»»

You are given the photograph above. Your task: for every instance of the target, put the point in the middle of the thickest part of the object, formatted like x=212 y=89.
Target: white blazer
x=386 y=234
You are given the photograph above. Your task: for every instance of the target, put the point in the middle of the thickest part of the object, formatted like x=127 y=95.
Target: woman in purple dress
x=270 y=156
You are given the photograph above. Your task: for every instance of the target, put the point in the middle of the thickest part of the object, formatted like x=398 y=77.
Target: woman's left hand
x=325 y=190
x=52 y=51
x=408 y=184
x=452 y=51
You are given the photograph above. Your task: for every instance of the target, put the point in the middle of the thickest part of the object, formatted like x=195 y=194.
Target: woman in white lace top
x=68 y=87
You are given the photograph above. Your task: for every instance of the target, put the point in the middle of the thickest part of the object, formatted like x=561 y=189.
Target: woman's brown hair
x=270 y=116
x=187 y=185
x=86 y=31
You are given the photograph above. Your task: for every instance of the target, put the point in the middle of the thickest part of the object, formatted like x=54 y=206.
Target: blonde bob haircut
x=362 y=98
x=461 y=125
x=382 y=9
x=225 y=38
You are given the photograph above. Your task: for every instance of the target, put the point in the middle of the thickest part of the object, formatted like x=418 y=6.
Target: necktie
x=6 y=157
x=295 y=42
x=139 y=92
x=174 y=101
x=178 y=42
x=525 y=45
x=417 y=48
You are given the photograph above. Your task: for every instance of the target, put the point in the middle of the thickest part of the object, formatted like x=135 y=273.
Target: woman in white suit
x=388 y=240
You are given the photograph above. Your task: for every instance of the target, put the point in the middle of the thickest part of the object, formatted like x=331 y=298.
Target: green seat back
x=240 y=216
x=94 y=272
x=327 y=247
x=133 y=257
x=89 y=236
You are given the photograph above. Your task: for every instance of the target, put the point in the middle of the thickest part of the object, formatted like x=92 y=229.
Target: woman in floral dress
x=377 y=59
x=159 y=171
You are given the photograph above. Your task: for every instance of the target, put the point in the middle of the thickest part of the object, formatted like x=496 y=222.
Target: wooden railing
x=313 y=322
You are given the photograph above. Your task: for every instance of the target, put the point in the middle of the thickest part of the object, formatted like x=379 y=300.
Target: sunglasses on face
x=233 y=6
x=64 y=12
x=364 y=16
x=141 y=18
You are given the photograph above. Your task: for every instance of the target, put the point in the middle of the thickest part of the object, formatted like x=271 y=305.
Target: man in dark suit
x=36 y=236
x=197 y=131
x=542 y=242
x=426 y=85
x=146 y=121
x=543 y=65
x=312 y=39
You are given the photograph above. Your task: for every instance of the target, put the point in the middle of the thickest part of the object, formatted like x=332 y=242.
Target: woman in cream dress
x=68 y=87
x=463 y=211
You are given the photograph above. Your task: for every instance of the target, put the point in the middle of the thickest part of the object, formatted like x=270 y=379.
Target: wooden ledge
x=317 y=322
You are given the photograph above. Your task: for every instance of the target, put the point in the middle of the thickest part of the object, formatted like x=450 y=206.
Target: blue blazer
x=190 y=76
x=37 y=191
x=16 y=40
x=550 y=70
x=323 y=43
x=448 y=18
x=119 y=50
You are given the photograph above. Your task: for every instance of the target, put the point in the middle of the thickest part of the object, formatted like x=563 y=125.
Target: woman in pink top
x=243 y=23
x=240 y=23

««

Do this – Copy out every line of the material above, starting at the line that contains "like x=332 y=242." and ending at the line that contains "x=463 y=211", both included. Shift each answer point by adding 79 to both its x and y coordinates.

Result below –
You are given the photograph above. Your task: for every instance of the target, put the point in the middle of the thickest part of the object, formatted like x=332 y=242.
Target: woman in cream dress
x=147 y=166
x=542 y=290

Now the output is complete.